DATA FOR THIS EXERCISE:
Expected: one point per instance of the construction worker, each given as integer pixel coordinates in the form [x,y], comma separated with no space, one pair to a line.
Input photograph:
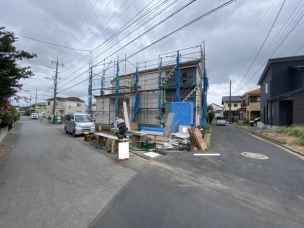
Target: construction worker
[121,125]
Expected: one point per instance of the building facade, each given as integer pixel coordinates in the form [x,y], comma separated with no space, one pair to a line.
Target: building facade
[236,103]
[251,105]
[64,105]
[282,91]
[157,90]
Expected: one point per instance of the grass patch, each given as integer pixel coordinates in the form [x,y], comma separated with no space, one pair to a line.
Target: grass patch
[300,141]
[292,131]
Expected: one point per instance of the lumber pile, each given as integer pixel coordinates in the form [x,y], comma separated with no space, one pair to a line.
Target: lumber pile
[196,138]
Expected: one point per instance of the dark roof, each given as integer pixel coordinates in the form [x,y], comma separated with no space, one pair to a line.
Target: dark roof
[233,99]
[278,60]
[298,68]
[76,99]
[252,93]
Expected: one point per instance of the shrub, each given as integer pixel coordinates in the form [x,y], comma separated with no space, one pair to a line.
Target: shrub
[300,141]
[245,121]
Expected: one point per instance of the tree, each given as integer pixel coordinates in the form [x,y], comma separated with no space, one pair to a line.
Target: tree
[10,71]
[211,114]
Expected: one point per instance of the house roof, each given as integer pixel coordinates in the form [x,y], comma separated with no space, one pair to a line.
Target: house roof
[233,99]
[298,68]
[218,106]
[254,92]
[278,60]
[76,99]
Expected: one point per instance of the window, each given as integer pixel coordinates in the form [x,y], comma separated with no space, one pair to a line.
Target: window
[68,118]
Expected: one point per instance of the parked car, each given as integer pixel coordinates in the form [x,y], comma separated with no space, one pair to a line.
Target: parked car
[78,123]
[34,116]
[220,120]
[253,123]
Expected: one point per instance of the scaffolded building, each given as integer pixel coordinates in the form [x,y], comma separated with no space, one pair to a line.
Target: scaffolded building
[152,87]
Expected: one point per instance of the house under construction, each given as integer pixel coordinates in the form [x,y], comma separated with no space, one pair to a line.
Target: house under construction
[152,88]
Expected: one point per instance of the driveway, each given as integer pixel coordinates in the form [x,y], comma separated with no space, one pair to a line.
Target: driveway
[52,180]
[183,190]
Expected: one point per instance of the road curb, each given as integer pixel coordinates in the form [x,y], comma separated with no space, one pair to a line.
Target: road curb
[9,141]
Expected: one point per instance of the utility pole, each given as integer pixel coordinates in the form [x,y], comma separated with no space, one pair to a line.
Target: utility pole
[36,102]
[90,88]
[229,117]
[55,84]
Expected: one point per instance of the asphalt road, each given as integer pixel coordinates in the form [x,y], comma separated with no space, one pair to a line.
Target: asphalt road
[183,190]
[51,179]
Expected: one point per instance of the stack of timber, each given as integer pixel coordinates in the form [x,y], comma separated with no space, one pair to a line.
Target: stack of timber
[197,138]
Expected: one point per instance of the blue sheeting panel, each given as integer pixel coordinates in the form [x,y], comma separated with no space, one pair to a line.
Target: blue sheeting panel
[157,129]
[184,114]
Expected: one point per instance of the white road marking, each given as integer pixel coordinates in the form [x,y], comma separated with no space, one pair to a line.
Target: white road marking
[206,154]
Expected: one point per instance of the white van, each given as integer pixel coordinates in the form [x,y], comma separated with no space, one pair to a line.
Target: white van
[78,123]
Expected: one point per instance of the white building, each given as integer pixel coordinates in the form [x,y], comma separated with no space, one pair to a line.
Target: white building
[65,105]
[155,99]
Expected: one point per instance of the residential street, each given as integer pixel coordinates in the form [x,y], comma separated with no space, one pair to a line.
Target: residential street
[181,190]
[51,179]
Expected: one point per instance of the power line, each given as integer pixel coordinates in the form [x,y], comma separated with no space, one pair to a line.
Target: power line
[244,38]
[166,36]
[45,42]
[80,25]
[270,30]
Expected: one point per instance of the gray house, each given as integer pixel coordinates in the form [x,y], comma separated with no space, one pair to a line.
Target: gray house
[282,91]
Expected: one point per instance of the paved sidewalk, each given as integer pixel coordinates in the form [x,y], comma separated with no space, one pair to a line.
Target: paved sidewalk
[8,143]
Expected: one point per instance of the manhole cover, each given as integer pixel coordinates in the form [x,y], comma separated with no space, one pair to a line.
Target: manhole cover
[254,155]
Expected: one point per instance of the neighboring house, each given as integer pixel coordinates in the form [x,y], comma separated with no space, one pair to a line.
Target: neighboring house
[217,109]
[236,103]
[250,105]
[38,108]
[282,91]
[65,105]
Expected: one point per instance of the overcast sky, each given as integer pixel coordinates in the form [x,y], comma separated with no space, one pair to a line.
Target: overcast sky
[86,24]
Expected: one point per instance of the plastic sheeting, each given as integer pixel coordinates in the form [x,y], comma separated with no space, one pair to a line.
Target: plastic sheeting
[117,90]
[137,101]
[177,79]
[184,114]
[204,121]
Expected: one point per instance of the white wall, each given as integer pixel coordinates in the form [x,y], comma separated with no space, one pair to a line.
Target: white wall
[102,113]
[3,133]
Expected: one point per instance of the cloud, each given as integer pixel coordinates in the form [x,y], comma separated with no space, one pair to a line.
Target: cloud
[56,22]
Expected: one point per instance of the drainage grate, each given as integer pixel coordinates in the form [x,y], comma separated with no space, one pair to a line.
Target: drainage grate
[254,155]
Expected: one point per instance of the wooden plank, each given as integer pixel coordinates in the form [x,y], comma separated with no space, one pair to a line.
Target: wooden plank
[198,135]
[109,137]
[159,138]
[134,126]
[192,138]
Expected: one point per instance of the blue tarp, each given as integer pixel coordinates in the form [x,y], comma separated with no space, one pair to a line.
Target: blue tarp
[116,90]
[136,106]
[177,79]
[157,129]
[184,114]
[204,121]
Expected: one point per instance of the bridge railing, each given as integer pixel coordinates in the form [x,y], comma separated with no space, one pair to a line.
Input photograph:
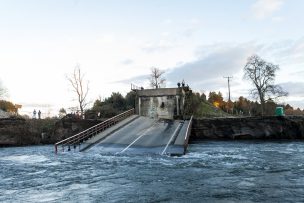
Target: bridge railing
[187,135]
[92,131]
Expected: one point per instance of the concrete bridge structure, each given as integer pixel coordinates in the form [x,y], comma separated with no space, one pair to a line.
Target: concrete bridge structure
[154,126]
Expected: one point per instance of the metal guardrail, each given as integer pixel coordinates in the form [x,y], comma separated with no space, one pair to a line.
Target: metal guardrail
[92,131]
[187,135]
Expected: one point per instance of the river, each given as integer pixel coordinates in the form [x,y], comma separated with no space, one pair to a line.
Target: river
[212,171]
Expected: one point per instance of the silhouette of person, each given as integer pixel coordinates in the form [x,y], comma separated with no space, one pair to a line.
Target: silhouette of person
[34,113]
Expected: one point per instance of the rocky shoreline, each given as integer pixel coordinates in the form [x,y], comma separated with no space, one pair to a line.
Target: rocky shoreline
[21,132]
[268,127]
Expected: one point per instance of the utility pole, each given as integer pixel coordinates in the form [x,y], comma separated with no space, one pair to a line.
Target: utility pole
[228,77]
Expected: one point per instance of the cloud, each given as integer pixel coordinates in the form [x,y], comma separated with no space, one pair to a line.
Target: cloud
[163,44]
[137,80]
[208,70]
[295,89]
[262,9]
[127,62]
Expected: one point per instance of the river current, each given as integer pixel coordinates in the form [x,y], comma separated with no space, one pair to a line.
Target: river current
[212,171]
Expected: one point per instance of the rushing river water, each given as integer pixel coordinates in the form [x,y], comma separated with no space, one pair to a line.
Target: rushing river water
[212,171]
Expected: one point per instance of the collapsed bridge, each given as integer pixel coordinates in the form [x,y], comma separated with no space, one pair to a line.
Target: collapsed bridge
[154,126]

--

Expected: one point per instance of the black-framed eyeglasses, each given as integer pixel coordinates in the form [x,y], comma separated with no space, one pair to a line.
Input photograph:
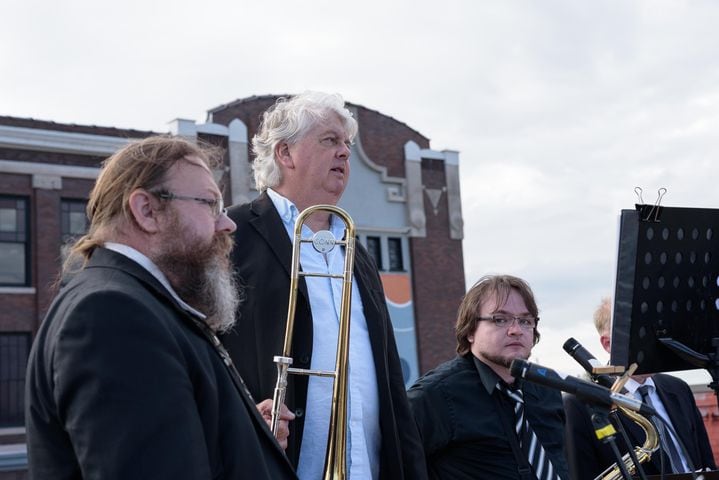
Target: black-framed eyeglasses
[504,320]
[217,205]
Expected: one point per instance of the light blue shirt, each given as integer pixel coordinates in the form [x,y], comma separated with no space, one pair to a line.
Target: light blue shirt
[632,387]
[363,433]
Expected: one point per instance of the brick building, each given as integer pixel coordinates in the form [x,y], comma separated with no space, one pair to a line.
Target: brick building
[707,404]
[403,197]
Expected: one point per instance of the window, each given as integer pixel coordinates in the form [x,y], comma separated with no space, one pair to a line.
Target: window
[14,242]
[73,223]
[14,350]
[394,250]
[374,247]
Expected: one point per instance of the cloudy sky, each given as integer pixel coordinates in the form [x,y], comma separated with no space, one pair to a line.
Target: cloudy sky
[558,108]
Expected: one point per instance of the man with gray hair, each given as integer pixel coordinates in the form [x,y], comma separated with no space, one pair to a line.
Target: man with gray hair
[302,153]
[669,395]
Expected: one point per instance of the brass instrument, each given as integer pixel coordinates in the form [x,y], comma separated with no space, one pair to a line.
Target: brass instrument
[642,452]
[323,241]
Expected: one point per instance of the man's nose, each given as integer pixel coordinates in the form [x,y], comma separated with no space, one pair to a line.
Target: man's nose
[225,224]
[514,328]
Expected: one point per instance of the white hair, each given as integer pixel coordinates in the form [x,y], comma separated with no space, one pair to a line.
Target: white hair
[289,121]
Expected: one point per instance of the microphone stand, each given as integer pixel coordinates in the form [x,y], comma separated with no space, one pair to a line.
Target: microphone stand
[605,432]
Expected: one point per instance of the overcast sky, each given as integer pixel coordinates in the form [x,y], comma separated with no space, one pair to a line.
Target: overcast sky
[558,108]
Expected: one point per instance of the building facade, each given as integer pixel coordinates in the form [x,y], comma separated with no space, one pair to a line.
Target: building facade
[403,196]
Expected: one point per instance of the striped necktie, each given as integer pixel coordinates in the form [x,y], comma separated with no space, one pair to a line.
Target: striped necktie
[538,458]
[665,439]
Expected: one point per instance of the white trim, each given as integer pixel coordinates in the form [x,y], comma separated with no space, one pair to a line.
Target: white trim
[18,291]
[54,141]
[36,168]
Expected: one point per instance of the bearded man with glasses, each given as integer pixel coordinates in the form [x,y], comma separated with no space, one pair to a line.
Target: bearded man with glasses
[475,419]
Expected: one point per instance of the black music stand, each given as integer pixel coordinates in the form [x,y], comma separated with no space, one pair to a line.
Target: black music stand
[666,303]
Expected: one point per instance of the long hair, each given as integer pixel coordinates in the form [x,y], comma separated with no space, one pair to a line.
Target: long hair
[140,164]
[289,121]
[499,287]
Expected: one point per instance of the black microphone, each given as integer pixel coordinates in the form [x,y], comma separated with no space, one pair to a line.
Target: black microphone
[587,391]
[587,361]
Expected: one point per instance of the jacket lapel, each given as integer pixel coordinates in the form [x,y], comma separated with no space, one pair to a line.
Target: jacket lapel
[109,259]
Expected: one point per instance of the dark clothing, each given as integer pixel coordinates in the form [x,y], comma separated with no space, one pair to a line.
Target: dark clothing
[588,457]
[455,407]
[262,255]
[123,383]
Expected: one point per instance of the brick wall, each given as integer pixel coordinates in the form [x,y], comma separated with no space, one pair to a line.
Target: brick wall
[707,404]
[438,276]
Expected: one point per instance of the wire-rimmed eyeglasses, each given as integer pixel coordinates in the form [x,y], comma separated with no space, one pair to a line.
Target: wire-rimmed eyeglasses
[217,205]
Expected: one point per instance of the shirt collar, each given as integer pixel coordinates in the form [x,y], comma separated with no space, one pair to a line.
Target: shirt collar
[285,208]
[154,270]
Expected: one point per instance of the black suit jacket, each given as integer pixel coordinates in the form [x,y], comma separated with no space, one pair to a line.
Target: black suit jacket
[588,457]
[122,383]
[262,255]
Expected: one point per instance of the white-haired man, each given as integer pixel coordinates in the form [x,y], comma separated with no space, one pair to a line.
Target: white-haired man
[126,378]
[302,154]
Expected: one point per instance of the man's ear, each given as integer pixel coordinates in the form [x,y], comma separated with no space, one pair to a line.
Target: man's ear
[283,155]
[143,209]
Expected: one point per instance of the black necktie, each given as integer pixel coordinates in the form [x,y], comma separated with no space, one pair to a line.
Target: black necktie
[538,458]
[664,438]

--

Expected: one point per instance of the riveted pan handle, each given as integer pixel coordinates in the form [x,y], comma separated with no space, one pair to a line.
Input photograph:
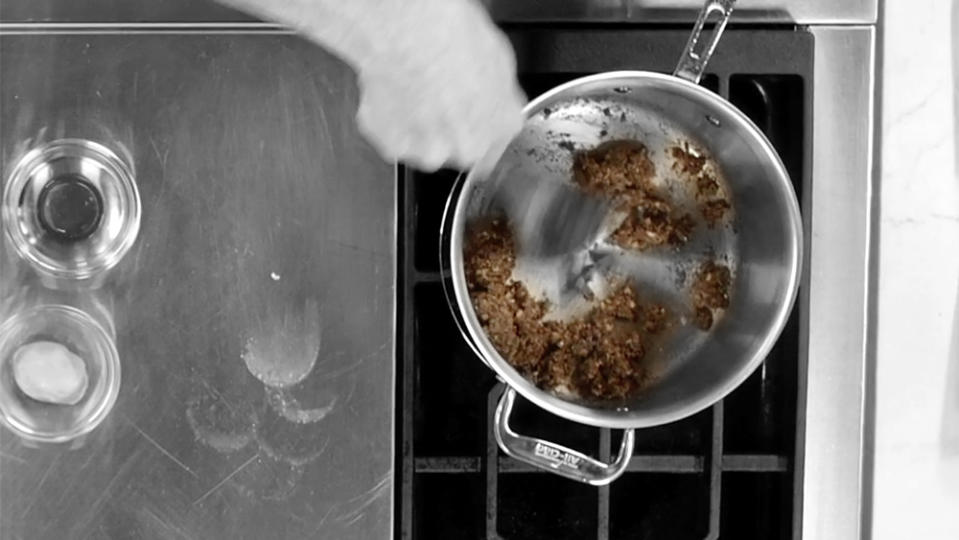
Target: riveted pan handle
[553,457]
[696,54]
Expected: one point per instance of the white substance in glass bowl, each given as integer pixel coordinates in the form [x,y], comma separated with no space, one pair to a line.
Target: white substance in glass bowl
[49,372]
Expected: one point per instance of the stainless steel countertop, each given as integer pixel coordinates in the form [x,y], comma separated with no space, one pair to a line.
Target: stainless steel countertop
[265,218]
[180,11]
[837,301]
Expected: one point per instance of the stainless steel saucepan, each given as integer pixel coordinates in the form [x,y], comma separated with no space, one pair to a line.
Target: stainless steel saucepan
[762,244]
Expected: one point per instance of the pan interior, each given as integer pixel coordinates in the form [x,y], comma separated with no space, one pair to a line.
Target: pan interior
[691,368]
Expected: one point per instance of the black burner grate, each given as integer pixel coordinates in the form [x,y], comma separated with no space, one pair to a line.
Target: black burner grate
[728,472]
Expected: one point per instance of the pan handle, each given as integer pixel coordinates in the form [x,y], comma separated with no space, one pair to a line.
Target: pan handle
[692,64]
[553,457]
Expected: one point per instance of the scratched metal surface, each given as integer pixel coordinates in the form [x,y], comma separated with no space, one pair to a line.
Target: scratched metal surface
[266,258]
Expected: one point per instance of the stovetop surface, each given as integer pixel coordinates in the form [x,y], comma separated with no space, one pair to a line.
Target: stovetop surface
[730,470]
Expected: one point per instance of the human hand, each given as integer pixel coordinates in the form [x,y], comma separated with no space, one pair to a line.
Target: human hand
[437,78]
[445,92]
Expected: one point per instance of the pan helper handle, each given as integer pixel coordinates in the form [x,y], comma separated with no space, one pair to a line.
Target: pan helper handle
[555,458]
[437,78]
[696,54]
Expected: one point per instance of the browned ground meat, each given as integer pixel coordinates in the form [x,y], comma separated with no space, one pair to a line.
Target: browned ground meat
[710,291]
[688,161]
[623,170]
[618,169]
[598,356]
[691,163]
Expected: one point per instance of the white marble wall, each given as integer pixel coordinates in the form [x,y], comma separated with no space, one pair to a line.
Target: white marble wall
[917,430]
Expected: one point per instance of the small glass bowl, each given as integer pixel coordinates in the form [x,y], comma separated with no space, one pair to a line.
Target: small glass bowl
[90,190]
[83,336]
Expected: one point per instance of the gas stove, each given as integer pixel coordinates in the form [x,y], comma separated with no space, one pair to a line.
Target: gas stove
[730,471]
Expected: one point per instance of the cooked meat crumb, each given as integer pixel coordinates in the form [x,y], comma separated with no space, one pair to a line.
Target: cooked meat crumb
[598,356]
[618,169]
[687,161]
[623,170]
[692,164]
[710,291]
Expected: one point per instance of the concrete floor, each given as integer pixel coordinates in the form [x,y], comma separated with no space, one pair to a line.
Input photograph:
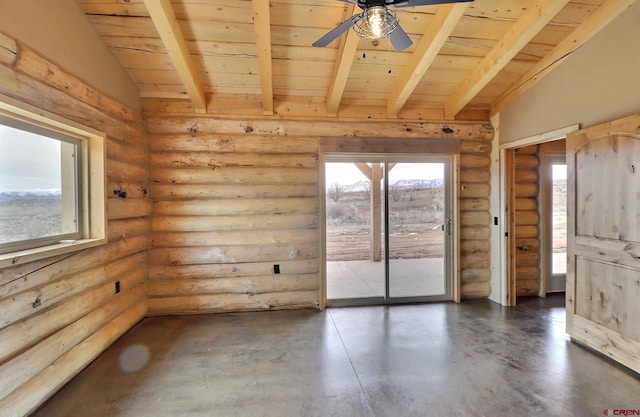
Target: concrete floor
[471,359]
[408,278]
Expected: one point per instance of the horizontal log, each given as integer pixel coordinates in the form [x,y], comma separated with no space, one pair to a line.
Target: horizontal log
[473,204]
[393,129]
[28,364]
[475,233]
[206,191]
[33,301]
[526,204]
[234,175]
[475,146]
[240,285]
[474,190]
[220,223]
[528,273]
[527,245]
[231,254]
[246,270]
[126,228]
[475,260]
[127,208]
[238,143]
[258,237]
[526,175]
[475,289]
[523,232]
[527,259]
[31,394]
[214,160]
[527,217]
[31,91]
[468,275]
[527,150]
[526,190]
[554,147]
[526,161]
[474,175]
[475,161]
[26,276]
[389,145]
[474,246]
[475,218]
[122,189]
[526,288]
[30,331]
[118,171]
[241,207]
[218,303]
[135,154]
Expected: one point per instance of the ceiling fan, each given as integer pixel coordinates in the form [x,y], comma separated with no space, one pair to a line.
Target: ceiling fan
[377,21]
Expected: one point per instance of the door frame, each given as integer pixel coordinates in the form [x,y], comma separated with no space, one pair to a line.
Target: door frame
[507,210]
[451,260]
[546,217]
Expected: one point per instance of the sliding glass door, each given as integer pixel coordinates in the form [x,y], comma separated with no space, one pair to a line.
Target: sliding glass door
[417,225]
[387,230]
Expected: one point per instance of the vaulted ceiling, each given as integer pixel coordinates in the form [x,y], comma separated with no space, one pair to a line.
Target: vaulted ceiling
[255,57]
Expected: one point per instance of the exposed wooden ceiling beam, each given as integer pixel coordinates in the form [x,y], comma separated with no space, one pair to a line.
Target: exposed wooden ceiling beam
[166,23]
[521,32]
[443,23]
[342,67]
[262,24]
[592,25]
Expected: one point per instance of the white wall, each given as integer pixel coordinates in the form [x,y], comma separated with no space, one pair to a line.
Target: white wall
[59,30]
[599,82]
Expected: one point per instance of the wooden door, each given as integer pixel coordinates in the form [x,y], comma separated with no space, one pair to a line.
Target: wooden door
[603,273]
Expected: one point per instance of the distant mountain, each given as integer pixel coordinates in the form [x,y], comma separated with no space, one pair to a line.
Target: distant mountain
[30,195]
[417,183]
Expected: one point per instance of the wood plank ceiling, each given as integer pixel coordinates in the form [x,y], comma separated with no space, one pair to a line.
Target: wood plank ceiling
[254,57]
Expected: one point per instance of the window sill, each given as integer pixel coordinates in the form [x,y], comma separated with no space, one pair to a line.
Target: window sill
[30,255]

REQUEST: Which lines of the items above contain the word "curb"? Return each of those lines, matching case.

TASK RESULT:
Expected: one point per instance of the road curb, each given as integer pixel coordinates in the form [x,y], comma separated with no space, one pair to a line.
Target: road curb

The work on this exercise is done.